# [TASK OBJECTIVE]
Nothing in the data is to be left out; copy it exactly.

[Stored items]

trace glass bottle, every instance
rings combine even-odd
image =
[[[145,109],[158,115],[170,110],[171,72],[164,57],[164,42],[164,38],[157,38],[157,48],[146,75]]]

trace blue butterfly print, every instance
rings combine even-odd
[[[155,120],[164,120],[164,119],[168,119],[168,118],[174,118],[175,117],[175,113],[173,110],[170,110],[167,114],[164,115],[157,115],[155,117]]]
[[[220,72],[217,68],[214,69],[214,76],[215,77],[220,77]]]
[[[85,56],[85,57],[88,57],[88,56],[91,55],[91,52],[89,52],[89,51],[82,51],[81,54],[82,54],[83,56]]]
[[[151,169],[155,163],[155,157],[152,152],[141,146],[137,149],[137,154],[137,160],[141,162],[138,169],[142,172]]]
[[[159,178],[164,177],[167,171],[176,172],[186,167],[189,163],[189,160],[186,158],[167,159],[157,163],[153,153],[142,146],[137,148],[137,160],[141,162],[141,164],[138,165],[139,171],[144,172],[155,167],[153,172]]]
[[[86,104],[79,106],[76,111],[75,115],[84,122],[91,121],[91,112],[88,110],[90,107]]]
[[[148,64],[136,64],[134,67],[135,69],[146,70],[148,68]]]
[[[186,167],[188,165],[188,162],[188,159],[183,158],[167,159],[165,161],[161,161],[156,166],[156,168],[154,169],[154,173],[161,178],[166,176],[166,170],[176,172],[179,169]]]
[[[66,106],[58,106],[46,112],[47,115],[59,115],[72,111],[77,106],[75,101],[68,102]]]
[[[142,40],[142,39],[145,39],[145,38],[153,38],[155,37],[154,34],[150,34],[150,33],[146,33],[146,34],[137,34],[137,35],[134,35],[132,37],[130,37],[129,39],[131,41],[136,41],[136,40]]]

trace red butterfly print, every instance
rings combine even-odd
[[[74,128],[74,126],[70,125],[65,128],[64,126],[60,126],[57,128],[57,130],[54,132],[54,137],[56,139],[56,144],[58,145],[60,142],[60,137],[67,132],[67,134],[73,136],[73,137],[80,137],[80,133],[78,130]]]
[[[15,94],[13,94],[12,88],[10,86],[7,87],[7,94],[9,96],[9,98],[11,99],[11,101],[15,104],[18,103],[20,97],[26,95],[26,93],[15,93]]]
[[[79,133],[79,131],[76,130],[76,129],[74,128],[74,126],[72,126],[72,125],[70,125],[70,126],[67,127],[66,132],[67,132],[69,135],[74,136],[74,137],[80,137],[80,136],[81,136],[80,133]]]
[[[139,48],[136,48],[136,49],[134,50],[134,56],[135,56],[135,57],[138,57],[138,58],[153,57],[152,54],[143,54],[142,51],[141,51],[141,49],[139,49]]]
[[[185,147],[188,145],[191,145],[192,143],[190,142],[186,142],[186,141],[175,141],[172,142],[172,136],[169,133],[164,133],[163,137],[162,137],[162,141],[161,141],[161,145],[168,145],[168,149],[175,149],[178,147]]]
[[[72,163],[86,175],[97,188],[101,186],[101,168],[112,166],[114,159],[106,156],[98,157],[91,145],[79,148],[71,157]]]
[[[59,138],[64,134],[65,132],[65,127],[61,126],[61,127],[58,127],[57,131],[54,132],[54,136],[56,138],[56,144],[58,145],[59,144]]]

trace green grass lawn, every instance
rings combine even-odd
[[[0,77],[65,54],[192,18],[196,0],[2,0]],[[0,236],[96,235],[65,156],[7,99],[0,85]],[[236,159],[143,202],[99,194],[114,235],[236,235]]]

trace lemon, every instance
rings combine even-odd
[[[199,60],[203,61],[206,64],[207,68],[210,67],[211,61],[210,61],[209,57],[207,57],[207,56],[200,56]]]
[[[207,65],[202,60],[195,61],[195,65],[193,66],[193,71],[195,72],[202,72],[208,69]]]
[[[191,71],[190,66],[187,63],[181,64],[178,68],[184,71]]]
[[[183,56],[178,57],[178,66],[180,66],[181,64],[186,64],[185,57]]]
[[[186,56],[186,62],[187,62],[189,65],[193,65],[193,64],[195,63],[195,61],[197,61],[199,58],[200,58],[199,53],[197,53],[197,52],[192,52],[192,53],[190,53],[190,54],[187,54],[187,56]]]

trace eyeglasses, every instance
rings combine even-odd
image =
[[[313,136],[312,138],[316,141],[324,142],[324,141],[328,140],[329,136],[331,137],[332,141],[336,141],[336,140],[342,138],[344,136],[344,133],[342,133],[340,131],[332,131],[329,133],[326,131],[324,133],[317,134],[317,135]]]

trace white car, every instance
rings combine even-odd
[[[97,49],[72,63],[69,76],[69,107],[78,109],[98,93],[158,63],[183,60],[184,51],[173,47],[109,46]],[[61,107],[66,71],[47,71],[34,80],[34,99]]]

# [EXERCISE RESULT]
trace glass bottle, every instance
rings combine even-odd
image =
[[[145,109],[158,115],[170,110],[171,72],[164,57],[164,42],[164,38],[157,38],[157,48],[146,75]]]

trace blue butterfly print, every instance
rings combine even-odd
[[[155,120],[164,120],[164,119],[168,119],[168,118],[174,118],[175,117],[175,113],[173,110],[170,110],[167,114],[164,115],[157,115],[155,117]]]
[[[220,72],[217,68],[214,69],[214,76],[215,77],[220,77]]]
[[[85,56],[85,57],[88,57],[88,56],[91,55],[91,52],[89,52],[89,51],[82,51],[81,54],[82,54],[83,56]]]
[[[151,169],[155,163],[155,157],[152,152],[141,146],[137,149],[137,154],[137,160],[141,162],[138,169],[142,172]]]
[[[159,178],[164,177],[167,171],[176,172],[186,167],[189,163],[189,160],[186,158],[167,159],[157,163],[153,153],[142,146],[137,148],[137,160],[141,162],[141,164],[138,165],[139,171],[144,172],[155,167],[153,172]]]
[[[86,104],[79,106],[76,111],[75,115],[84,122],[91,121],[91,112],[88,110],[90,107]]]
[[[148,64],[136,64],[134,67],[135,69],[146,70],[148,68]]]
[[[186,167],[188,165],[188,162],[188,159],[183,158],[167,159],[165,161],[161,161],[156,166],[156,168],[154,169],[154,173],[161,178],[166,176],[166,170],[176,172],[179,169]]]
[[[66,106],[58,106],[46,112],[47,115],[59,115],[72,111],[77,106],[75,101],[68,102]]]
[[[142,40],[142,39],[145,39],[145,38],[153,38],[155,37],[154,34],[150,34],[150,33],[146,33],[146,34],[137,34],[137,35],[134,35],[132,37],[130,37],[129,39],[131,41],[136,41],[136,40]]]

trace red butterfly print, every instance
rings combine even-odd
[[[74,128],[74,126],[70,125],[65,128],[64,126],[60,126],[57,128],[57,130],[54,132],[54,137],[56,139],[56,144],[58,145],[60,142],[60,137],[67,132],[67,134],[73,136],[73,137],[80,137],[80,133],[78,130]]]
[[[15,94],[13,94],[12,88],[10,86],[7,87],[7,94],[9,96],[9,98],[11,99],[11,101],[15,104],[18,103],[20,97],[26,95],[26,93],[15,93]]]
[[[79,133],[79,131],[76,130],[76,129],[74,128],[74,126],[72,126],[72,125],[70,125],[70,126],[67,127],[66,132],[67,132],[69,135],[74,136],[74,137],[80,137],[80,136],[81,136],[80,133]]]
[[[139,48],[136,48],[136,49],[134,50],[134,56],[135,56],[135,57],[138,57],[138,58],[153,57],[152,54],[143,54],[142,51],[141,51],[141,49],[139,49]]]
[[[185,147],[188,145],[191,145],[192,143],[190,142],[186,142],[186,141],[175,141],[172,142],[172,136],[169,133],[164,133],[163,137],[162,137],[162,141],[161,141],[161,145],[168,145],[168,149],[175,149],[178,147]]]
[[[72,163],[86,175],[97,188],[101,186],[101,168],[112,166],[114,159],[106,156],[98,157],[91,145],[79,148],[71,157]]]
[[[59,138],[64,134],[65,132],[65,127],[61,126],[61,127],[58,127],[57,131],[54,132],[54,136],[56,138],[56,144],[58,145],[59,144]]]

trace green grass lawn, every instance
rings combine even-odd
[[[0,77],[65,54],[192,18],[196,0],[2,0]],[[0,236],[96,235],[65,156],[7,99],[0,85]],[[236,159],[143,202],[99,194],[114,235],[236,235]]]

trace lemon, every instance
rings combine even-odd
[[[199,60],[203,61],[206,64],[207,68],[210,67],[211,61],[210,61],[209,57],[207,57],[207,56],[200,56]]]
[[[207,65],[202,60],[195,61],[195,65],[193,66],[193,71],[195,72],[202,72],[208,69]]]
[[[191,71],[190,66],[187,63],[181,64],[178,68],[184,71]]]
[[[183,56],[178,57],[178,66],[180,66],[181,64],[186,64],[185,57]]]
[[[186,56],[186,62],[187,62],[189,65],[193,65],[193,64],[195,63],[195,61],[197,61],[199,58],[200,58],[199,53],[197,53],[197,52],[192,52],[192,53],[190,53],[190,54],[187,54],[187,56]]]

trace eyeglasses, every instance
rings combine even-odd
image =
[[[313,136],[312,138],[316,141],[324,142],[324,141],[328,140],[329,136],[331,137],[332,141],[336,141],[336,140],[342,138],[344,136],[344,133],[342,133],[340,131],[332,131],[329,133],[326,131],[324,133],[317,134],[317,135]]]

trace white car, every instance
rings combine even-odd
[[[97,49],[72,63],[69,76],[69,107],[78,109],[98,93],[158,63],[183,60],[184,51],[173,47],[109,46]],[[61,107],[66,71],[47,71],[34,80],[34,99]]]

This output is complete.